- Given problem -
Give the data below as a Markdown table with the columns Number and Line, numbering each row. Include everything from the line containing "the window, returned" down to the line containing "[[732, 425]]", both included, and leave out blank lines.

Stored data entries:
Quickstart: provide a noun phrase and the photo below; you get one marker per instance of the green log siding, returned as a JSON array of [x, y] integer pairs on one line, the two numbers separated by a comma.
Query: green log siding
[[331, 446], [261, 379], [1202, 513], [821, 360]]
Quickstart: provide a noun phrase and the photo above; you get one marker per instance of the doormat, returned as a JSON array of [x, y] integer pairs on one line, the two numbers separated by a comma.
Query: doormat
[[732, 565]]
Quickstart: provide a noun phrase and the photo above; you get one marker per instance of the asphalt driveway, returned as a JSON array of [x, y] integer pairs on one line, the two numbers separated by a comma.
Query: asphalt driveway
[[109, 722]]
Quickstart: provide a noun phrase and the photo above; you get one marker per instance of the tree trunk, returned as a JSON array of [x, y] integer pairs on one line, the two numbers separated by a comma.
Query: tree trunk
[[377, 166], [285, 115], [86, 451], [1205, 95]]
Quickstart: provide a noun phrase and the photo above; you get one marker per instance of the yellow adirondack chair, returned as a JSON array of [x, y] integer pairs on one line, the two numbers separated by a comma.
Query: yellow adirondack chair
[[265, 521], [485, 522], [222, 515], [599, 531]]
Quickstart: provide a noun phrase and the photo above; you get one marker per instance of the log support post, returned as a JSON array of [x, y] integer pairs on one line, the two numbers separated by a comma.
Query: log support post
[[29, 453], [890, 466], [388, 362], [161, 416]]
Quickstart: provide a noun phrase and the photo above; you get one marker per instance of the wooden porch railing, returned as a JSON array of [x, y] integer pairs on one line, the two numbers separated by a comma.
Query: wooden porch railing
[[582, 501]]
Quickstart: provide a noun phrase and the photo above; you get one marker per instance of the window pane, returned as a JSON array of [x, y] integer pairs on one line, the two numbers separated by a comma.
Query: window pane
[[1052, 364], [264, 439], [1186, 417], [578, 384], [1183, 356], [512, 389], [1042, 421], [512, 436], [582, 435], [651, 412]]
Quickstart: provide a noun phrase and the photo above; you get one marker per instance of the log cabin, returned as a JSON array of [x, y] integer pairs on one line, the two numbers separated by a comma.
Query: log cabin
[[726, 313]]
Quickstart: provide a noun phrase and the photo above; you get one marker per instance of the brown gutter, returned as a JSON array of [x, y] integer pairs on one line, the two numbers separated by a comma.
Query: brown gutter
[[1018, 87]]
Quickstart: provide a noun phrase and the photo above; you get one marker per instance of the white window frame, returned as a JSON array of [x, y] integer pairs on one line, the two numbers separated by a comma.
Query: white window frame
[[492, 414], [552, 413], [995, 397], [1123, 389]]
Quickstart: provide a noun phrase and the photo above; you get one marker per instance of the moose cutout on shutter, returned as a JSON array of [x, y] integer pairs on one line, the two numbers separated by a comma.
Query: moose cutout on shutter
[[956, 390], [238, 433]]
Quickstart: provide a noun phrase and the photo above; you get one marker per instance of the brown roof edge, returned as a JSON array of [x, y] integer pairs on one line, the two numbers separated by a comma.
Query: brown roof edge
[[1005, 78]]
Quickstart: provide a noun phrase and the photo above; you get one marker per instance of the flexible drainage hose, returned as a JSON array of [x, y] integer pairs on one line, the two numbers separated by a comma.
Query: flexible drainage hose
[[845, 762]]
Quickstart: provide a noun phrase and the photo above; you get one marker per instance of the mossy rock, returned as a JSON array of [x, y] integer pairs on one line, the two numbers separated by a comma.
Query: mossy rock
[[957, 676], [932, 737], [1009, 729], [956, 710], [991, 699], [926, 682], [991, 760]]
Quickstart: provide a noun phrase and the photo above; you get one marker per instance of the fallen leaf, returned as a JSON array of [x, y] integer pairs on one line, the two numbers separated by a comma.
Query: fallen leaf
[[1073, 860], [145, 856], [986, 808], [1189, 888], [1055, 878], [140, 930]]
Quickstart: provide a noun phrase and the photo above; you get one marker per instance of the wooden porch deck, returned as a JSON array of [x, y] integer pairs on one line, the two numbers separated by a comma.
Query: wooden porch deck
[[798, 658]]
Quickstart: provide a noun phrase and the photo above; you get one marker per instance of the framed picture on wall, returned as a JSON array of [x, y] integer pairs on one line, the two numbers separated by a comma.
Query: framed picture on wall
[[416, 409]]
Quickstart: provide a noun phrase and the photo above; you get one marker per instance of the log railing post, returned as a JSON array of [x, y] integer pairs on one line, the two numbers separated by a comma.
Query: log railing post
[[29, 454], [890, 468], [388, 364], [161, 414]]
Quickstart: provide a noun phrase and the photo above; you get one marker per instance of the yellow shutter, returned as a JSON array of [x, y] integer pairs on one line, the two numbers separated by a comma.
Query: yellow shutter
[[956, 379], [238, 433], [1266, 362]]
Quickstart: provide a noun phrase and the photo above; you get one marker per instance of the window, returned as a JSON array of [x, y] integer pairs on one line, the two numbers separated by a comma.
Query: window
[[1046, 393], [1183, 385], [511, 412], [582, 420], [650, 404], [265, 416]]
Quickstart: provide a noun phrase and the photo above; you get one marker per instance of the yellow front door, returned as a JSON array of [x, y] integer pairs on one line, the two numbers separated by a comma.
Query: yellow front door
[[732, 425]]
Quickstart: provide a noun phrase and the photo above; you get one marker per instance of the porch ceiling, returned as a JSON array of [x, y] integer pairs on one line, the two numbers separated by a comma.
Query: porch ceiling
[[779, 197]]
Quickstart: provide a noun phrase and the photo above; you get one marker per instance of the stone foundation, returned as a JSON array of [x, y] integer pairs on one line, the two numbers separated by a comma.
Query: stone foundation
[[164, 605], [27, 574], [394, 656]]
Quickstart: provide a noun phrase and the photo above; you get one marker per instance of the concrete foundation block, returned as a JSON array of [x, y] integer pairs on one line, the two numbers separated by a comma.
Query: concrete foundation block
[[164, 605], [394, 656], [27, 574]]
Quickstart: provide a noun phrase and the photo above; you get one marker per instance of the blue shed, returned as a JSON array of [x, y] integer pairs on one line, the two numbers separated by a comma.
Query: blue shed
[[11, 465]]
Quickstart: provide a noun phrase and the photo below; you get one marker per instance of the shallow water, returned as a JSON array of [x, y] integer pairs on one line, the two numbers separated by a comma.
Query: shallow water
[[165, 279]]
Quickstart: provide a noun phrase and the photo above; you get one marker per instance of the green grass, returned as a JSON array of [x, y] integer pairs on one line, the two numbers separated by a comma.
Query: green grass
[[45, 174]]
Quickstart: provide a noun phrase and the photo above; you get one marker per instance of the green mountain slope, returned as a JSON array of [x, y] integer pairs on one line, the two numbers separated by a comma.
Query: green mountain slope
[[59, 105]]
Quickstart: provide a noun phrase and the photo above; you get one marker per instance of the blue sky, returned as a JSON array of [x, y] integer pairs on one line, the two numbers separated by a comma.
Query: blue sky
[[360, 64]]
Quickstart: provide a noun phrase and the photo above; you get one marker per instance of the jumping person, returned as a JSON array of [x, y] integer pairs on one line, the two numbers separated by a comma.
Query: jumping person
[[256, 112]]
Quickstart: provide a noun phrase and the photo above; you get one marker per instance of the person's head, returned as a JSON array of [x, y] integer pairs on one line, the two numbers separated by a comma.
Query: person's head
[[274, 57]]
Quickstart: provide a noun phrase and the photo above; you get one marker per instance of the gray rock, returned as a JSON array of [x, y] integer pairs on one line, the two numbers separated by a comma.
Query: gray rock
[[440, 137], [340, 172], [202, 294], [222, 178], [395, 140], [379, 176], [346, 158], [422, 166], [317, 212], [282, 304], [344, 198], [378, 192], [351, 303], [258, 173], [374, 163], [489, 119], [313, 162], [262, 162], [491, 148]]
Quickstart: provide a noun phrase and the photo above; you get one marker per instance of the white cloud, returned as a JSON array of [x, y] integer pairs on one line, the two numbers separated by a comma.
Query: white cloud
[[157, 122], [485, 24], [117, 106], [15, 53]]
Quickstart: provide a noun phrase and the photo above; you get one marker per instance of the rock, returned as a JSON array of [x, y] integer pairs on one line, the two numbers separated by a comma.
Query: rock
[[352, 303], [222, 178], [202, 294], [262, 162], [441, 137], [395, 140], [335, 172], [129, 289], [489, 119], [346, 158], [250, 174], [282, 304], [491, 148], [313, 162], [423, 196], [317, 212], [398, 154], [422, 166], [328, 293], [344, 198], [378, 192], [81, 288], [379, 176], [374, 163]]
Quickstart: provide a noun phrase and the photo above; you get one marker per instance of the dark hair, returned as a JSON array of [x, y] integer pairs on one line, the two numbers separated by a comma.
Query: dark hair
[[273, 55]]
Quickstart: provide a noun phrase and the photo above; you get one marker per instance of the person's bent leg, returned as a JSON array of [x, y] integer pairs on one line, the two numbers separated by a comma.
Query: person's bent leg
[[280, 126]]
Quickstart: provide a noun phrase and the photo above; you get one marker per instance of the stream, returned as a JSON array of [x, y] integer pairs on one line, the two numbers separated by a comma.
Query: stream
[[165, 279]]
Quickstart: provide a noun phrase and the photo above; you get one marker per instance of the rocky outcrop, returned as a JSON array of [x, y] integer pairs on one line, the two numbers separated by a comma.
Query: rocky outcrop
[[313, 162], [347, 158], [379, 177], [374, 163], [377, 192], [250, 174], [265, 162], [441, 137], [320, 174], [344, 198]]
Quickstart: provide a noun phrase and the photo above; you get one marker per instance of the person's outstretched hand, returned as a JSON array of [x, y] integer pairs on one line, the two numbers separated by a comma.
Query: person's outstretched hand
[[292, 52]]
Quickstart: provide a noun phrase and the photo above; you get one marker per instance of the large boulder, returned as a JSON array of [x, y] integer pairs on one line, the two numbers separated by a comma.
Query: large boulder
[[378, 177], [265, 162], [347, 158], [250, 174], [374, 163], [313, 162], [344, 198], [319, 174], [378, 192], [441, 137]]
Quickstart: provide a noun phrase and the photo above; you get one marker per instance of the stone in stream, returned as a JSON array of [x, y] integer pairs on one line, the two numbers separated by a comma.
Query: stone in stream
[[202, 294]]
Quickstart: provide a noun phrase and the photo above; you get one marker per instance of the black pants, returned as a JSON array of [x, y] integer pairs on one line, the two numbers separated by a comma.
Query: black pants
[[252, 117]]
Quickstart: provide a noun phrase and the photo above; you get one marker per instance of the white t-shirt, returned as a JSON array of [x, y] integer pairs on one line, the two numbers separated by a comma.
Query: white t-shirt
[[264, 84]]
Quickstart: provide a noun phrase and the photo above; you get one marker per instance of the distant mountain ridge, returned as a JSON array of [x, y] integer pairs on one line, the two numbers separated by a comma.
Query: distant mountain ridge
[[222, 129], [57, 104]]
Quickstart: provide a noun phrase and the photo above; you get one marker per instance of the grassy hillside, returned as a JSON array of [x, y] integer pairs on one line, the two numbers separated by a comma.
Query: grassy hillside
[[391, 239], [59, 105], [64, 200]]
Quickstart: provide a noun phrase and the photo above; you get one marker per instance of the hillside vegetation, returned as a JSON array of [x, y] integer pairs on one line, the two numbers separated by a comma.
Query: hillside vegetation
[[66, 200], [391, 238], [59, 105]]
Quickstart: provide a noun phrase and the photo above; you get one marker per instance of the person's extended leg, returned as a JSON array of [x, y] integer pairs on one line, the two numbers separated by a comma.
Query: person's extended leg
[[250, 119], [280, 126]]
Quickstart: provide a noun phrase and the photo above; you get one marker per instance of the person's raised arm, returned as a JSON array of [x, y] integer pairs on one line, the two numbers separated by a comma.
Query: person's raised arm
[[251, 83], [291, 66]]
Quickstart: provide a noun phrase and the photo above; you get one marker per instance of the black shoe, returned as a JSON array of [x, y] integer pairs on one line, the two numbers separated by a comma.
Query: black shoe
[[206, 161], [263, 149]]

- The solution -
| Number | Line |
|---|---|
| 1 | Quickstart: provide a noun phrase and the photo above; you get one marker per instance of the window, returned as a JSON array of [x, y] integer pairs on one line, the two numbers separated by a comma. |
| 2 | Query: window |
| 3 | [[1046, 393], [1183, 385], [511, 412], [582, 420], [650, 404], [265, 416]] |
| 4 | Quickstart: provide a noun phrase and the photo above; you get one marker per instance of the yellow front door, returned as a JSON array of [x, y] integer pairs on one line, the two numbers separated by a comma. |
| 5 | Query: yellow front door |
| 6 | [[732, 425]] |